MATERIALS PROVIDED.
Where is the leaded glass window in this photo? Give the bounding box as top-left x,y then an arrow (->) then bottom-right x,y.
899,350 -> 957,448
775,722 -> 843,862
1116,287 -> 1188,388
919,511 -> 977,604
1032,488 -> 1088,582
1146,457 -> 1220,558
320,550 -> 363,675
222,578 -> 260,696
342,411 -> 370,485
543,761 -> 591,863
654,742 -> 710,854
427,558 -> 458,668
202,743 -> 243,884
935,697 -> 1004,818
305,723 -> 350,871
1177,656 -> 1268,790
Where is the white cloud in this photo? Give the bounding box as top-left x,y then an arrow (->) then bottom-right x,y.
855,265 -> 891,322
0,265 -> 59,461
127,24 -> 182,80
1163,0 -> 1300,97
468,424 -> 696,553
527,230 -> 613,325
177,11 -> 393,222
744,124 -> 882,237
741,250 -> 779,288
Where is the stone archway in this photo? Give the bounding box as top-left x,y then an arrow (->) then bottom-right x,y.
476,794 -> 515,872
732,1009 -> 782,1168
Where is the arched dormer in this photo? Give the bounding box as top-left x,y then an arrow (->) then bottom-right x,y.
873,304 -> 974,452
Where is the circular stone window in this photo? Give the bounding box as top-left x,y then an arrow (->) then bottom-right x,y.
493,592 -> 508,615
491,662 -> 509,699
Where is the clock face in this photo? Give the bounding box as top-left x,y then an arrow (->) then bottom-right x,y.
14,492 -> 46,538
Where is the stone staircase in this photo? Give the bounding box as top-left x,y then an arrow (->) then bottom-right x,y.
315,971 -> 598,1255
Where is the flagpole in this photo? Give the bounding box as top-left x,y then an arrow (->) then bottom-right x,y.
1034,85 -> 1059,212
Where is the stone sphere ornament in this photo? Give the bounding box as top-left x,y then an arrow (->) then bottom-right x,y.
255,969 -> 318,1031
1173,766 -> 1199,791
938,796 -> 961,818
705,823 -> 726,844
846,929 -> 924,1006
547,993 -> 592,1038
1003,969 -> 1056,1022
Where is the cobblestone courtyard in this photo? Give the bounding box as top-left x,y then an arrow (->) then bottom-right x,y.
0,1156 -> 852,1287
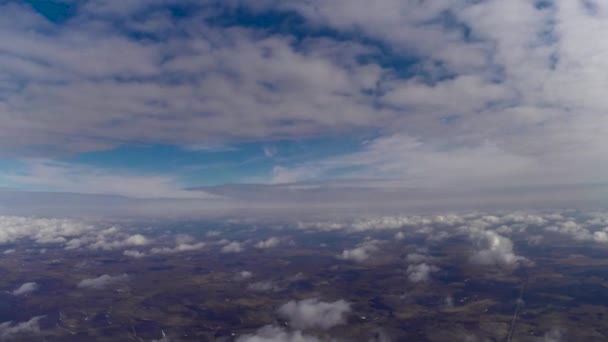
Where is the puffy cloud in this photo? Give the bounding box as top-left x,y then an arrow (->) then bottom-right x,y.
469,230 -> 528,268
75,233 -> 151,251
277,298 -> 351,330
11,282 -> 38,296
77,274 -> 129,289
407,263 -> 439,283
339,239 -> 380,262
0,216 -> 156,252
221,241 -> 244,253
254,237 -> 281,249
126,234 -> 207,256
152,236 -> 205,253
0,316 -> 44,340
236,325 -> 320,342
97,234 -> 148,249
0,216 -> 94,246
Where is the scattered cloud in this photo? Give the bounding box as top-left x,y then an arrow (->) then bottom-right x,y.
77,274 -> 129,289
236,325 -> 320,342
149,235 -> 206,255
339,239 -> 380,262
469,230 -> 528,268
248,281 -> 278,292
277,298 -> 351,330
406,263 -> 439,283
221,241 -> 244,253
0,316 -> 44,340
255,237 -> 281,249
123,250 -> 146,258
11,282 -> 39,296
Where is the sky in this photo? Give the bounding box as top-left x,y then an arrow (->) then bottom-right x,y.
0,0 -> 607,209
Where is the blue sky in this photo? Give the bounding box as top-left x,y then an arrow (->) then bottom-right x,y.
1,0 -> 607,202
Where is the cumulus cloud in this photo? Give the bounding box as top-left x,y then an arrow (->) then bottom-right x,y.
221,241 -> 244,253
11,282 -> 38,296
150,235 -> 206,254
339,239 -> 380,262
236,325 -> 320,342
254,237 -> 281,249
544,219 -> 608,244
407,263 -> 439,283
77,274 -> 129,289
0,316 -> 44,340
0,216 -> 94,246
0,216 -> 157,253
87,233 -> 150,251
277,298 -> 351,330
469,230 -> 528,268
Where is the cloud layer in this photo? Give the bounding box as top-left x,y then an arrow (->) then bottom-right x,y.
0,0 -> 607,199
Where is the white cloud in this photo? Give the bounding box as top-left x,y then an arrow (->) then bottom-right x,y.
77,274 -> 129,289
221,241 -> 244,253
236,325 -> 320,342
148,235 -> 207,255
254,237 -> 281,249
0,316 -> 44,340
339,240 -> 380,262
277,298 -> 351,330
405,253 -> 428,264
11,282 -> 38,296
407,263 -> 439,283
1,0 -> 607,199
0,216 -> 95,246
469,230 -> 528,268
149,242 -> 207,254
0,216 -> 156,253
247,281 -> 277,292
124,250 -> 146,258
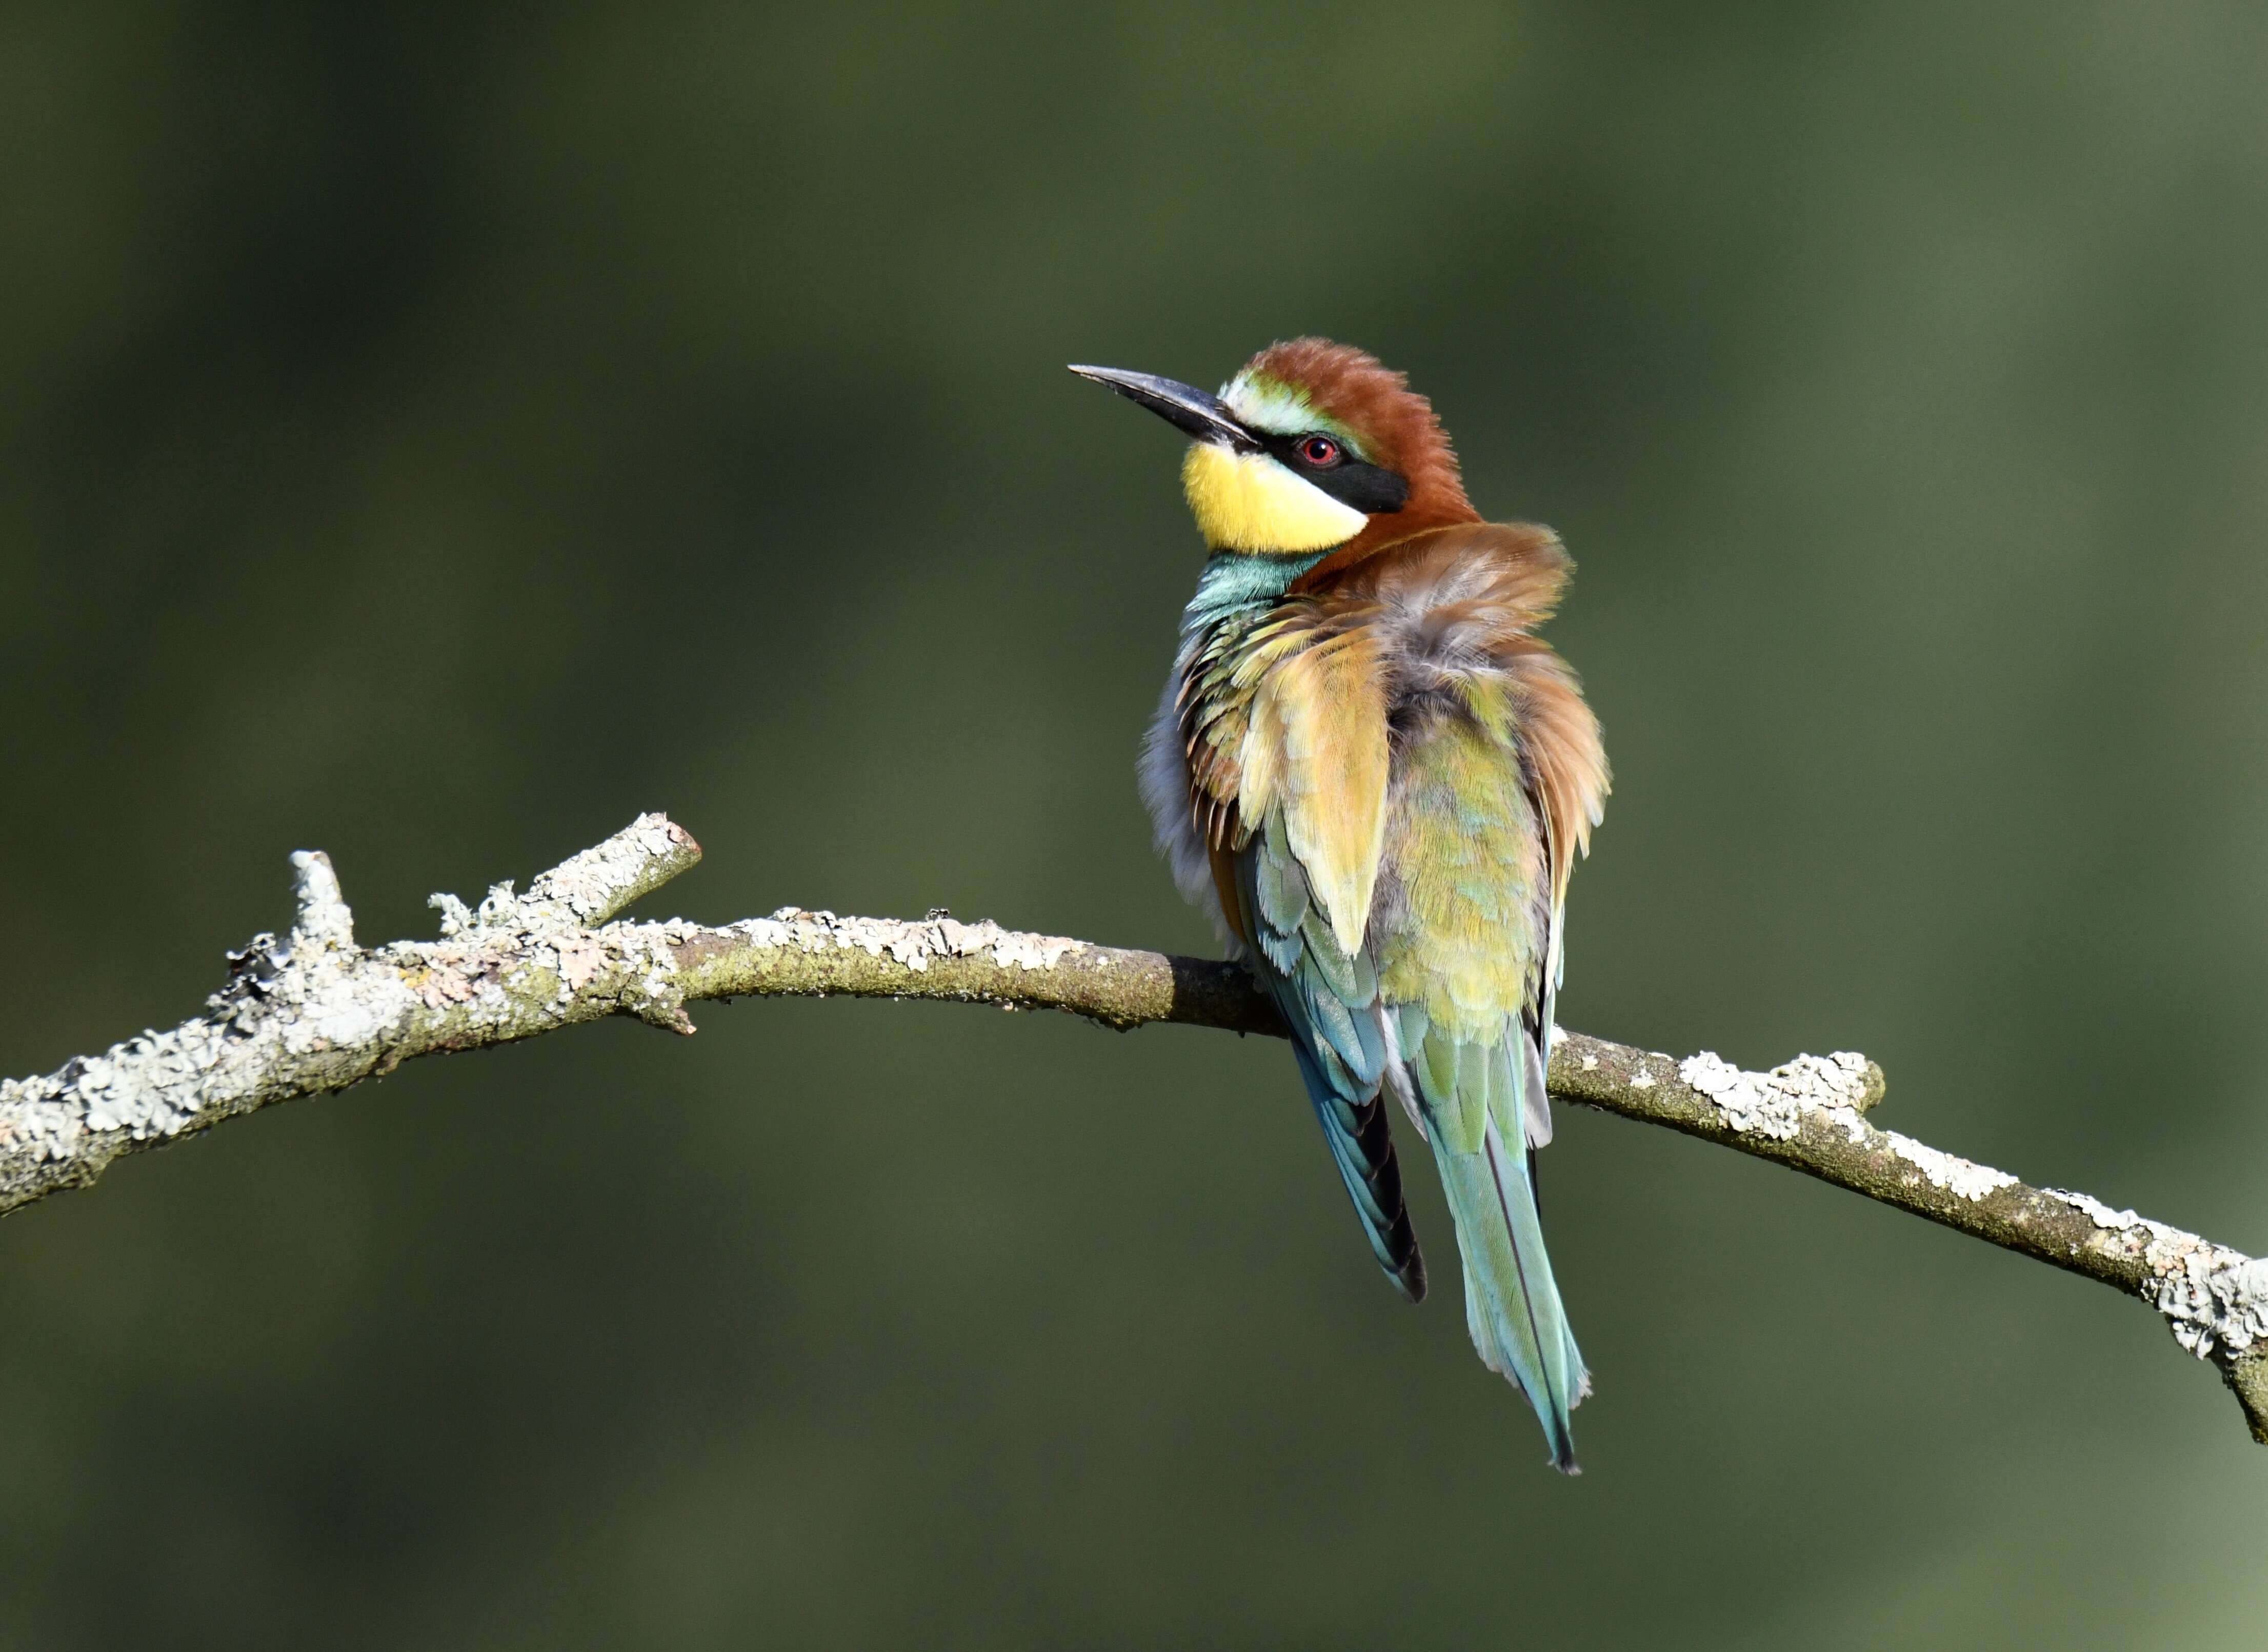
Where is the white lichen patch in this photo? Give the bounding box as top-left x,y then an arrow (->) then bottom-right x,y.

WHAT YOU ARE ASKED TO DO.
The answer is the whole listing above, written out verbatim, without its pictures.

EXPECTED OUTPUT.
Where is the leaded glass window in this photo? Give the bounding box as top-left x,y then an arrow (->) then bottom-right x,y.
899,350 -> 957,448
775,722 -> 843,862
1116,287 -> 1188,388
919,511 -> 977,604
1032,488 -> 1088,582
1146,457 -> 1220,558
320,550 -> 363,675
222,578 -> 260,696
342,411 -> 370,485
543,761 -> 591,863
654,742 -> 710,854
427,558 -> 458,668
202,743 -> 243,884
935,697 -> 1004,818
305,723 -> 350,871
1177,656 -> 1268,790
Where is the white cloud in this photo? Give the bounding box as top-left x,y then an arrow (->) then bottom-right x,y.
855,265 -> 891,322
0,265 -> 59,461
127,24 -> 182,80
1163,0 -> 1300,97
468,424 -> 696,553
527,230 -> 613,325
177,11 -> 393,222
744,124 -> 882,237
741,250 -> 779,288
Where is the stone archway in this photo? Give the bounding box as top-left x,y then an arrow (->) then bottom-right x,y.
476,794 -> 515,872
732,1009 -> 782,1168
Where is the arched dormer in this photo? Give the bounding box as top-left x,y then an arrow (->) then bottom-right x,y.
873,304 -> 974,452
Where is the circular stone window in this photo? Give the bounding box as top-left x,y then an arrow (->) then bottom-right x,y.
493,592 -> 508,615
491,662 -> 509,699
Where is the clock face in this photo? Give the bounding box as top-left x,y then an arrow (->) then bottom-right x,y.
14,492 -> 46,538
Where is the stone staircase in this photo? Give the bounding box as top-left x,y then an arrow (->) then bottom-right x,y.
315,971 -> 598,1255
Where is the flagpole in this photo? Give the bounding box as top-left x,y then an arrow (->) then bottom-right x,y.
1034,85 -> 1059,212
Where is the stone sphere ornament in this photo? Give the bounding box as top-left x,y then an arrow (->) then bottom-right x,y.
255,969 -> 318,1031
1173,766 -> 1199,791
938,796 -> 961,818
705,823 -> 726,844
846,929 -> 924,1006
547,993 -> 592,1038
1003,969 -> 1056,1022
Where is the cobblestone courtyard in this photo? Give the bounding box as top-left x,y then an arrow (->) then bottom-right x,y.
0,1156 -> 852,1287
Where is the puffy cloud in this photo? Give the bounding box as top-left x,y then an arrow (->) then bottom-right x,y.
469,230 -> 528,268
75,233 -> 151,251
277,298 -> 351,330
11,282 -> 38,296
77,274 -> 129,289
407,263 -> 439,283
339,239 -> 380,262
0,216 -> 156,252
221,241 -> 244,253
254,237 -> 281,249
126,234 -> 207,256
152,236 -> 205,253
0,316 -> 44,340
236,325 -> 320,342
97,234 -> 148,249
0,216 -> 94,246
Where is the scattered cloud in this photo? Give the bounding box as top-left x,y then an arrow (->) then bottom-right x,y.
77,274 -> 129,289
236,325 -> 320,342
149,235 -> 206,255
339,239 -> 380,262
469,230 -> 528,268
248,281 -> 278,292
277,298 -> 351,330
406,263 -> 439,283
221,241 -> 244,253
0,316 -> 44,340
255,237 -> 281,249
123,250 -> 146,258
11,282 -> 39,296
Where is the sky in this photo? Give the bounding box as top-left x,y then an arrow (->) then bottom-right x,y.
0,0 -> 607,209
Where is the blue sky in this photo? Give the bounding box as top-left x,y then an arrow (->) then bottom-right x,y.
1,0 -> 607,202
Where is the cumulus cloud in this photo? Give the bounding box as top-left x,y then an arrow (->) then bottom-right x,y.
221,241 -> 244,253
11,282 -> 38,296
150,235 -> 206,254
339,239 -> 380,262
236,325 -> 320,342
254,237 -> 281,249
544,219 -> 608,244
407,263 -> 439,283
77,274 -> 129,289
0,316 -> 44,340
0,216 -> 94,246
0,216 -> 157,253
87,233 -> 150,251
277,298 -> 351,330
469,230 -> 528,268
Where is the cloud layer in this photo? Give the bounding box as top-left x,y then an arrow (->) then bottom-right x,y.
0,0 -> 607,199
Where is the white cloud in this photo? Give the bounding box as top-left x,y then an arrow (->) then bottom-right x,y.
77,274 -> 129,289
221,241 -> 244,253
236,325 -> 320,342
148,235 -> 207,255
254,237 -> 281,249
0,316 -> 44,340
339,240 -> 380,262
277,298 -> 351,330
405,253 -> 428,264
11,282 -> 38,296
407,263 -> 439,283
1,0 -> 607,199
0,216 -> 95,246
469,230 -> 528,268
149,242 -> 207,254
0,216 -> 156,253
247,281 -> 277,292
124,250 -> 146,258
Where is the white lichen patch in this photo? Give the bounding box as top-left x,y then an arrow (->) then bottom-right x,y.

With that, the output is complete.